Put the lines of the entries below into a numbered list, dropping any blank lines. Leave the pictures out of your answer.

====== Provided records

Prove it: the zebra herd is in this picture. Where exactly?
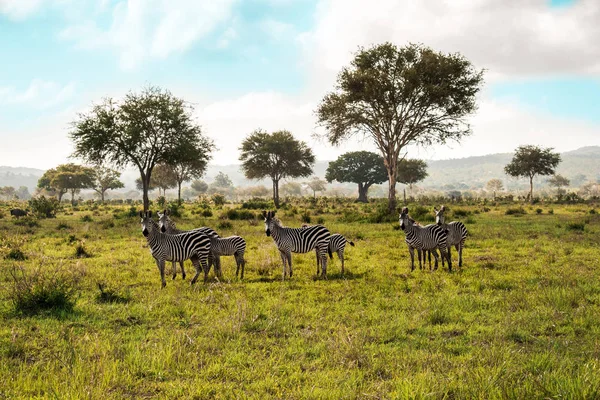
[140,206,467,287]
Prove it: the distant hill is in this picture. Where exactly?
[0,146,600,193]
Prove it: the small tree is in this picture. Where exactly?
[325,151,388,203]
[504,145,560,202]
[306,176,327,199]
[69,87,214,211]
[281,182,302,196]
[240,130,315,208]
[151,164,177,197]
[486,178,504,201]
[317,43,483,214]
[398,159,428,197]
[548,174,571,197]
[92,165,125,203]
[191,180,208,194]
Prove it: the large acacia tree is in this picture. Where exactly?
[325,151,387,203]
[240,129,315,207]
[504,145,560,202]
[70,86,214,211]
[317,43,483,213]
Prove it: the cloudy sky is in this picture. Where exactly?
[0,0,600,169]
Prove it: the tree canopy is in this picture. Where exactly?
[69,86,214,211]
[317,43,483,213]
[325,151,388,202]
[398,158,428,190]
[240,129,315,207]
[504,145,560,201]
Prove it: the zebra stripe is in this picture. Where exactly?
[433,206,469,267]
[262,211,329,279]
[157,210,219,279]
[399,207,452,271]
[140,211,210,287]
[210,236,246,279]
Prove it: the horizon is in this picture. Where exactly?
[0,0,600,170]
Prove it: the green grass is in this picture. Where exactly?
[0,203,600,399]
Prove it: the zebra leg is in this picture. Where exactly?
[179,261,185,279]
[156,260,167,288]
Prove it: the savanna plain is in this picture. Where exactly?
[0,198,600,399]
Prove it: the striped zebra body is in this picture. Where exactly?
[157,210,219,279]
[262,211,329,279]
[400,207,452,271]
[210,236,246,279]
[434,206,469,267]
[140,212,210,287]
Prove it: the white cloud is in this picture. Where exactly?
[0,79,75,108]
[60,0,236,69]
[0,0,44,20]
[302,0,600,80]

============

> The output
1. Prove it: the zebra herd is in this picture. Where exactly?
2. [140,206,467,287]
3. Prove it: the distant hill is in this picture. Where exactly?
4. [0,146,600,193]
5. Prove it: the small tree is in this picture. Where exactly?
6. [325,151,388,203]
7. [504,145,560,202]
8. [306,176,327,199]
9. [69,87,214,211]
10. [281,182,302,196]
11. [240,130,315,208]
12. [151,164,177,197]
13. [486,178,504,201]
14. [317,43,483,214]
15. [398,159,428,197]
16. [548,174,571,197]
17. [92,165,125,203]
18. [191,180,208,194]
19. Prove it: the large acacia tree is in this picture. Where exactly?
20. [325,151,387,203]
21. [240,129,315,207]
22. [504,145,560,202]
23. [70,86,214,211]
24. [317,43,483,213]
25. Prove it: the cloudy sky is in this picture. Where exactly?
26. [0,0,600,169]
27. Prove it: the tree canopy is in this picture. Where exactly?
28. [69,86,214,211]
29. [317,43,483,213]
30. [325,151,388,202]
31. [398,158,428,190]
32. [240,129,315,207]
33. [504,145,560,201]
34. Prove it: the zebra stripe is in this picture. Where exactly?
35. [433,206,469,267]
36. [262,211,329,279]
37. [157,210,219,279]
38. [399,207,452,271]
39. [140,211,210,287]
40. [210,236,246,279]
41. Prove it: the horizon is in this picture. Where exactly?
42. [0,0,600,170]
43. Prove it: the green grass is in this picture. Where exactly?
44. [0,203,600,399]
45. Prove it: the zebra leg is in this picture. Where exactly?
46. [179,261,185,279]
47. [156,260,167,288]
48. Prove it: the savanna plain is in this picture. Where exactly?
49. [0,198,600,399]
50. Prove it: the striped zebra body is in this picture. Where exactly?
51. [157,210,219,279]
52. [262,211,329,279]
53. [400,207,452,271]
54. [210,236,246,279]
55. [434,206,469,267]
56. [140,212,210,287]
57. Prove it: the white cloud is in this picture. Where exactly?
58. [0,79,75,108]
59. [60,0,236,69]
60. [0,0,44,20]
61. [302,0,600,80]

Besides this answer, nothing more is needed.